**WORK TO COMPLETE:** Retype each entry below, keeping every character the same.
-------- WORKING DATA --------
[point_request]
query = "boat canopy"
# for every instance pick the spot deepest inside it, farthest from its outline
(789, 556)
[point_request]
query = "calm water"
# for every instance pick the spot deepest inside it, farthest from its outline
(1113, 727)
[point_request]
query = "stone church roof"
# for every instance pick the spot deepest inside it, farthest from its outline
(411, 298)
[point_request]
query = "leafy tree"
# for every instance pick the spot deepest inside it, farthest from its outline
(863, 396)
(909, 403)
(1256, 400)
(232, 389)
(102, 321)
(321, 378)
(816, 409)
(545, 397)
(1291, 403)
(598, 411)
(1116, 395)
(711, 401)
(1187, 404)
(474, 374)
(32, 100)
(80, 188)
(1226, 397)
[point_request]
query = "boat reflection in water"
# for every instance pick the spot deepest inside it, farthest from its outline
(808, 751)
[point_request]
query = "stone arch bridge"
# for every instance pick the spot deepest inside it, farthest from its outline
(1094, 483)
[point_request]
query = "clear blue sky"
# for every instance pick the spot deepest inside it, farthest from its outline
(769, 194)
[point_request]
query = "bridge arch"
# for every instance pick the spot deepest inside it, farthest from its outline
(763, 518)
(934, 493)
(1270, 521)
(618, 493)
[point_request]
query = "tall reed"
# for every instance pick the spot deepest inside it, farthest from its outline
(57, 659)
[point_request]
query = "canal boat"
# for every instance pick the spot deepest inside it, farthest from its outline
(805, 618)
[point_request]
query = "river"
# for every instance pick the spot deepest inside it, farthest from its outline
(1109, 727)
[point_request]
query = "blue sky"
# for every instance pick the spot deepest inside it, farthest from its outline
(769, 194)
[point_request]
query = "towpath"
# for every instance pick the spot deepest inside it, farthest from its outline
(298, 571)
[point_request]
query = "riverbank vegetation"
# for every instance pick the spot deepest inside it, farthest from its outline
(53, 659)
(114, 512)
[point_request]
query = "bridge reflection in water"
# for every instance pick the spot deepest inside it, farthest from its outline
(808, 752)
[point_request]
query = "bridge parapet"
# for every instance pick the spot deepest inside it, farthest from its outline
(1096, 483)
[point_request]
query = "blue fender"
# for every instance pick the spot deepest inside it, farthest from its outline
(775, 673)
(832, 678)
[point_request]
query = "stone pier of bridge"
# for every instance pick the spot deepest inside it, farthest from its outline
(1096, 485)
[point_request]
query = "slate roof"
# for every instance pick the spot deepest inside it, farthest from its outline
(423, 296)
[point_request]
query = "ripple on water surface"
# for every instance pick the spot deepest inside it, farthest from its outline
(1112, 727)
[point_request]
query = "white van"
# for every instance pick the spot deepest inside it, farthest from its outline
--------
**EXERCISE SOLUTION:**
[point_request]
query = "boat canopy"
# for every instance pick the spot deepest inside it, farthest from its outline
(789, 556)
[point_request]
query = "calm water"
# for every instance pick the spot deepest inside it, farthest from its outline
(1113, 727)
[point_request]
query = "stone church roof"
# for every instance pick the spot deepest inside it, farthest from its outline
(411, 298)
[point_request]
query = "leafy tree"
# for every instance pick the spot deepest inside it, farthest from its outline
(863, 396)
(909, 403)
(1256, 400)
(232, 389)
(102, 321)
(321, 378)
(816, 409)
(545, 397)
(1291, 403)
(598, 411)
(1116, 395)
(711, 401)
(1187, 404)
(474, 374)
(32, 100)
(80, 188)
(1226, 397)
[point_request]
query = "boat reflection in water"
# for every instance pick the spot deepest inside it, farthest from its outline
(808, 751)
[point_request]
query = "stone arch bridge"
# for every instance pick the spot deepest inside it, farthest from its outline
(1094, 483)
[point_request]
query = "clear blue sky"
# for every instance pick the spot deepest inside it, farthest from its outline
(769, 194)
[point_request]
query = "bridge arch"
# for every instance pick the spot deepest inside it, farthest from its outline
(763, 518)
(934, 493)
(1270, 521)
(618, 493)
[point_request]
query = "tall reed"
# for every instance pick the spot deepest inside it, farthest from its outline
(57, 659)
[point_request]
query = "canal boat"
# for every instance pick the spot deepest inside it, farthest from its outline
(805, 618)
[point_request]
query = "river"
# for every instance pick the spot deepest inside it, farthest from its outline
(1109, 727)
[point_request]
query = "blue sky"
# for every instance pick the spot deepest inside it, farthest from its outline
(769, 194)
[point_request]
query = "towpath"
# for every instance pick the spot deepest inside it, farthest from its outline
(298, 571)
[point_request]
query = "riverbank vegetation"
# for every instance pick the spot deepest inside it, farthest from its outline
(53, 659)
(114, 512)
[point_request]
query = "bridge reflection in water"
# for every instance pick the spot deepest inside it, farthest from its outline
(808, 752)
[point_request]
query = "bridge parapet"
# for every instance pick the spot deepest inside it, farthest from its outline
(1096, 483)
[point_request]
query = "blue fender"
# for every instance pick the spot deepest inside it, farthest from its outline
(775, 673)
(832, 678)
[point_request]
query = "stone pier of bridge"
# for every instance pick the spot deepest inside it, farthest from its outline
(1096, 485)
[point_request]
query = "slate roof"
# for every instance pick the spot deepest inside it, farthest from its outline
(423, 296)
[point_request]
query = "ripple on water surface"
# for every instance pick the spot deepest inside it, farthest from its outline
(1112, 727)
[point_request]
query = "white van"
# for every instance pick the spot deepest inside it, farthest from its outline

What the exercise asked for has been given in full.